- EXERCISE INSTRUCTIONS -
Output every line of the entries below as a JSON list of strings, one string per line, leaving out blank lines.

------ DATA TO PROCESS ------

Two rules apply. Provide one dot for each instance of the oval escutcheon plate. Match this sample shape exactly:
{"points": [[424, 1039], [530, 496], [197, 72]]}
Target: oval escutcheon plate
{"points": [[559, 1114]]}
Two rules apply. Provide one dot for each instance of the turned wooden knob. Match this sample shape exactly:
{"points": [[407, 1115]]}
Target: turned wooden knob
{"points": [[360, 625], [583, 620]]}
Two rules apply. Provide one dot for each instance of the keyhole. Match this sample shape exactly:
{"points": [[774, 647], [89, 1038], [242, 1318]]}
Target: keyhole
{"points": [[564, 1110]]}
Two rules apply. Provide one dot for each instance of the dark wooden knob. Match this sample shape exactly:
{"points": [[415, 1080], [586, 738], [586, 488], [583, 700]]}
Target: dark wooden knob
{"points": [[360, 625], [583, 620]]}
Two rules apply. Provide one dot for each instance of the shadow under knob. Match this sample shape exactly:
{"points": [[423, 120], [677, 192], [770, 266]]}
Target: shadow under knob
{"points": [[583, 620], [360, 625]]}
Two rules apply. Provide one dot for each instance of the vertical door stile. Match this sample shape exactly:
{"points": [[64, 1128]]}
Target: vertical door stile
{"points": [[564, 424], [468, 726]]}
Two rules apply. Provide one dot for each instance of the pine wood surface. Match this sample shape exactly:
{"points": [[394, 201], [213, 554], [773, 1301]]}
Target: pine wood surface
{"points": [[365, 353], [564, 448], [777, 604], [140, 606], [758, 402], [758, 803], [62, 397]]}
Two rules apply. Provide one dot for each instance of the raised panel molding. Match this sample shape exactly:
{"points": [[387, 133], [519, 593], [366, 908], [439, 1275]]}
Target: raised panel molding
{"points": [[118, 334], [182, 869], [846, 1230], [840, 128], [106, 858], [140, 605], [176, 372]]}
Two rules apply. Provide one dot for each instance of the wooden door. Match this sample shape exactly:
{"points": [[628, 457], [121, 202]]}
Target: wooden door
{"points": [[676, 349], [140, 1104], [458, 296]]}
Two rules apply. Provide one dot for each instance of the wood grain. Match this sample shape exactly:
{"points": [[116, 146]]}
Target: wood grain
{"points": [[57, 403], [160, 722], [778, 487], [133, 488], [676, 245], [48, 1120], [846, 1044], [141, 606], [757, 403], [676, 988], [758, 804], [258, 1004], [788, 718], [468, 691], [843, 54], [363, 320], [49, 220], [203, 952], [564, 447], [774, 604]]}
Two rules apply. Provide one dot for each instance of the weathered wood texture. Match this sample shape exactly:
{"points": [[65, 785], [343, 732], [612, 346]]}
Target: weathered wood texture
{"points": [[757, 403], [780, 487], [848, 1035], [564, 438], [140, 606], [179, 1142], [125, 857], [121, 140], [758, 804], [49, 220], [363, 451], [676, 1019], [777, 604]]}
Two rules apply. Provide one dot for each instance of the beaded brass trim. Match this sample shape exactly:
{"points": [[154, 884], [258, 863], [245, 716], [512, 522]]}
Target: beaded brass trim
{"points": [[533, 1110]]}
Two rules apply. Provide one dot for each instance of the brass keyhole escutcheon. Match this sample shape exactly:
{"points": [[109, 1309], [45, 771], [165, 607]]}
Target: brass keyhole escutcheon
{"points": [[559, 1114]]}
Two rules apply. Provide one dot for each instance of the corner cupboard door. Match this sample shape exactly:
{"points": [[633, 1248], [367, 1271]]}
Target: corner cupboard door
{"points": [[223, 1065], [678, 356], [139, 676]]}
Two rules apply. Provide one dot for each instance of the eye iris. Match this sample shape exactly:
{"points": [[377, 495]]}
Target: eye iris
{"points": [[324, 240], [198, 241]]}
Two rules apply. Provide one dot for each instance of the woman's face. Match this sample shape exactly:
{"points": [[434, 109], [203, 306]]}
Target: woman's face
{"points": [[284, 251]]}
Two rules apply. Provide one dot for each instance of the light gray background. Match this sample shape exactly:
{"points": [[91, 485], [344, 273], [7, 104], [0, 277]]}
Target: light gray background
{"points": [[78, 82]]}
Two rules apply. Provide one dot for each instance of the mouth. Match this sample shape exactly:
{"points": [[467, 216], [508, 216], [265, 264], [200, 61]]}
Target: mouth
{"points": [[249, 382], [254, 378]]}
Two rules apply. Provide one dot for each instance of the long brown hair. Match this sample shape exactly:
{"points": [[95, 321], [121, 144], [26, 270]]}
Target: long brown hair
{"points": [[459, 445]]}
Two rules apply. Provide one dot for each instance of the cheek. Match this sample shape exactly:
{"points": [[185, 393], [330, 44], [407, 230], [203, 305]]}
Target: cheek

------

- EXERCISE SOLUTION -
[
  "Two rules apply. Provide one dot for each instance of the oval escutcheon plate. Match this sample shape exactly:",
  "{\"points\": [[424, 1039], [530, 496], [197, 72]]}",
  "Target: oval escutcheon plate",
  "{\"points\": [[559, 1114]]}",
  "Two rules apply. Provide one dot for each instance of the turned wooden knob. Match this sample shape exactly:",
  "{\"points\": [[407, 1115]]}",
  "Target: turned wooden knob",
  "{\"points\": [[360, 625], [583, 620]]}",
  "Two rules apply. Provide one dot for each instance of the keyhole. Match this sample shape exactly:",
  "{\"points\": [[774, 647], [89, 1038], [242, 1318]]}",
  "Target: keyhole",
  "{\"points\": [[564, 1110]]}",
  "Two rules apply. Provide one dot for each instance of the dark wooden knob. Match this sample shape exactly:",
  "{\"points\": [[415, 1080], [586, 738], [586, 488], [583, 700]]}",
  "Target: dark wooden knob",
  "{\"points\": [[360, 625], [583, 620]]}",
  "Two rules apply. Provide one dot for each instance of the shadow under knob. Match this sample shape exactly:",
  "{\"points\": [[423, 120], [677, 192], [770, 266]]}",
  "Target: shadow under knob",
  "{\"points\": [[583, 620], [360, 625]]}",
  "Two rules apply. Provide one dot for each instance of the vertical door stile. Match this sample shape exactly:",
  "{\"points\": [[64, 1128]]}",
  "Target: vertical door stile",
  "{\"points\": [[564, 424], [468, 726]]}",
  "Two rules apply. Provide one dot for each instance of the pine wood surface. Match this sample shape exactly:",
  "{\"points\": [[394, 201], [213, 554], [773, 1301]]}",
  "Target: pine wood surface",
  "{\"points\": [[365, 353], [564, 448], [777, 604], [140, 606], [758, 402], [758, 803], [62, 397]]}",
  "Two rules apply. Provide one dot for each instance of the raised panel molding. Match this sample shape exactly:",
  "{\"points\": [[387, 133], [519, 593], [366, 908], [439, 1275]]}",
  "Target: raised panel molding",
  "{\"points\": [[118, 334], [182, 869], [846, 1230], [840, 128], [106, 858], [140, 605], [176, 372]]}",
  "Two rules apply. Provide one dot for each instance of the wooden door. Match this sample shape exactly:",
  "{\"points\": [[628, 457], [121, 202]]}",
  "Target: wooden door",
  "{\"points\": [[676, 349], [140, 1104], [458, 296]]}",
  "Two rules apply. Provide one dot for each instance of the wood grain. Match this sample shape exactly:",
  "{\"points\": [[116, 146]]}",
  "Target: wood grain",
  "{\"points\": [[57, 403], [160, 722], [778, 487], [133, 488], [676, 245], [48, 1120], [846, 1044], [141, 606], [757, 403], [676, 988], [758, 804], [258, 1004], [788, 718], [468, 691], [843, 54], [363, 320], [49, 220], [203, 952], [564, 447], [774, 604]]}",
  "Two rules apply. Provide one dot for each instance of the weathered wood texture. Match this sample shape exactly:",
  "{\"points\": [[65, 785], [343, 732], [612, 346]]}",
  "Target: weathered wood texture",
  "{\"points\": [[757, 403], [780, 487], [848, 1035], [564, 438], [140, 606], [179, 1142], [125, 857], [121, 140], [758, 804], [49, 220], [363, 451], [676, 1019], [777, 604]]}",
  "Two rules apply. Provide one dot for each instance of the beaded brass trim. Match this sample shape exactly:",
  "{\"points\": [[154, 884], [258, 863], [245, 716], [512, 522]]}",
  "Target: beaded brass trim",
  "{\"points\": [[533, 1110]]}",
  "Two rules apply. Provide one dot for each instance of the brass keyhole escutcheon. Match this sample shape exactly:",
  "{\"points\": [[109, 1309], [45, 771], [165, 607]]}",
  "Target: brass keyhole escutcheon",
  "{\"points\": [[559, 1114]]}",
  "Two rules apply. Provide one dot for each instance of the corner cupboard door. Match this sample shape exactly:",
  "{\"points\": [[633, 1248], [367, 1271]]}",
  "Target: corner cupboard door",
  "{\"points\": [[223, 1065], [678, 356], [139, 676]]}",
  "Two rules apply. Provide one dot for each instance of the eye iris. Match this sample shape exactly:",
  "{\"points\": [[377, 495]]}",
  "Target: eye iris",
  "{\"points\": [[324, 240], [198, 241]]}",
  "Two rules apply. Provide one dot for each instance of the woman's face. Match this sample shape exactly:",
  "{\"points\": [[434, 109], [203, 306]]}",
  "Target: woman's face",
  "{\"points\": [[284, 251]]}",
  "Two rules apply. Provide one dot for each instance of the light gray background. Match this sample shape exactly:",
  "{\"points\": [[91, 485], [344, 273], [7, 104], [0, 277]]}",
  "Target: light gray background",
  "{\"points\": [[78, 82]]}",
  "Two rules apply. Provide one dot for each instance of the mouth. Match this sample shape exactly:",
  "{\"points\": [[467, 216], [508, 216], [265, 264], [200, 61]]}",
  "Target: mouth",
  "{\"points\": [[249, 382], [254, 378]]}",
  "Two rules apply. Provide one dot for each instance of the long brown hair. Match this sample shape exactly:",
  "{\"points\": [[95, 321], [121, 144], [26, 270]]}",
  "Target: long brown hair",
  "{\"points\": [[459, 445]]}",
  "Two rules apply. Provide one dot for each instance of the cheek. Match this sample shape exactly:",
  "{\"points\": [[185, 393], [330, 44], [407, 230], [203, 305]]}",
  "Target: cheek"
]